----- Selected passage -----

Guelph Grads on the Go – Dentist Keeps People Smiling

Profession requires sensitivity to patient fears


Jordan Freeman

Jordan Freeman understands that most of her dental patients don’t enjoy visiting her office. That’s why she tries to make her patients feel as comfortable as possible. “There’s definitely a psychological aspect to the profession of dentistry,” says Freeman, B.Sc. ’02. “You have to have some intuition into what the patient is feeling. I think it really depends on the relationship you develop with the patient.”

In her Burlington, Ont., practice, Freeman helps patients overcome their fears by explaining the dental procedure step by step.

As the daughter of a dentist and a physiotherapist, Freeman always knew she wanted to pursue a career in a medical field. She chose dentistry because she enjoyed working with her hands and chose U of G for its human kinetics program – and its rugby team.

“Guelph is such an awesome school and it’s well regarded too,” she says.

Freeman says playing varsity rugby and studying human kinetics proved to be a useful combination when it came to applying to dental school, but it also helped her meet and develop friendships with other student-athletes.

Because U of G offers human anatomy courses that use the human body as a learning tool, Freeman says she went on to McGill University with background knowledge that most of her dental school classmates didn’t get until their first year of dentistry. “Learning like that is just so beyond a textbook,” says Freeman. “It’s such an honour that people are requesting to be donated to science to help undergrads.”

Graduates of Guelph’s human anatomy program often pursue careers in medicine, dentistry and physiotherapy.

Freeman advises first-year students to keep their marks up throughout their programs because when they apply to professional schools, all of their marks will be taken into account. “Do as well as you can, having as much fun as you can,” she says, referring to her own approach to university.

During her last visit to campus at Homecoming 2012, Freeman says she enjoyed watching a rugby game at the new athletics complex. “It was so much fun to be back.”

----- Dataset excerpts -----

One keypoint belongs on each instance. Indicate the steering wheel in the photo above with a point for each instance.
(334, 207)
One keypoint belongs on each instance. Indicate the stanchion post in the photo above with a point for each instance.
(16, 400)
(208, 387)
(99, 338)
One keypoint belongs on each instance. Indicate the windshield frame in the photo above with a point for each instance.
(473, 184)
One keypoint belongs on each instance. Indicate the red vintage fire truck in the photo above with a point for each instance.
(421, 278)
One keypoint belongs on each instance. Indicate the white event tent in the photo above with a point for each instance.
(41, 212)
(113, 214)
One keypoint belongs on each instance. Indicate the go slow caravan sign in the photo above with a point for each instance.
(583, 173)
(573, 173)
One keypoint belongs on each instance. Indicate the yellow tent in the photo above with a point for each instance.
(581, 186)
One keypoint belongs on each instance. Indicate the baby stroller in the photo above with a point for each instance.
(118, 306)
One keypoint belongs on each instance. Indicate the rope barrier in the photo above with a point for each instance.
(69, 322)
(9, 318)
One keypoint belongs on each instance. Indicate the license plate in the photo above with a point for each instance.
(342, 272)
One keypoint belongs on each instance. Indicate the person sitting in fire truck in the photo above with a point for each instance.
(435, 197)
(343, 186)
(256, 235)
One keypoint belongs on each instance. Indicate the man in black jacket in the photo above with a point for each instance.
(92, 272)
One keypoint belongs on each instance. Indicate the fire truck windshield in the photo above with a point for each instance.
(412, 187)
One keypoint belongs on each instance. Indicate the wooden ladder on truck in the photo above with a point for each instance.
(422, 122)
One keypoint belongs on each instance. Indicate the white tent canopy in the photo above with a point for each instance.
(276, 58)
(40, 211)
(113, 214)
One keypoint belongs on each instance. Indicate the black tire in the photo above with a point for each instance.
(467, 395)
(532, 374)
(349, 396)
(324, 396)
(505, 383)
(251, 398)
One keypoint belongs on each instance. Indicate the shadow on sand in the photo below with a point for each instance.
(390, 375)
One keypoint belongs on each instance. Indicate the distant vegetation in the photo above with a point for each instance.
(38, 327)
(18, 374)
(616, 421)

-----

◆ Task instructions:
Summarize the profile of dentist Jordan Freeman in two sentences. The rows are separate material, unrelated to the profile of Jordan Freeman.

◆ Solved problem:
Jordan Freeman, a Burlington, Ont., dentist, tries to make her patients as comfortable as possible, helping them overcome their fears by explaining each procedure step by step. She chose U of G for its human kinetics program and rugby team, and its human anatomy courses gave her background knowledge that most of her McGill dental school classmates didn't get until their first year of dentistry.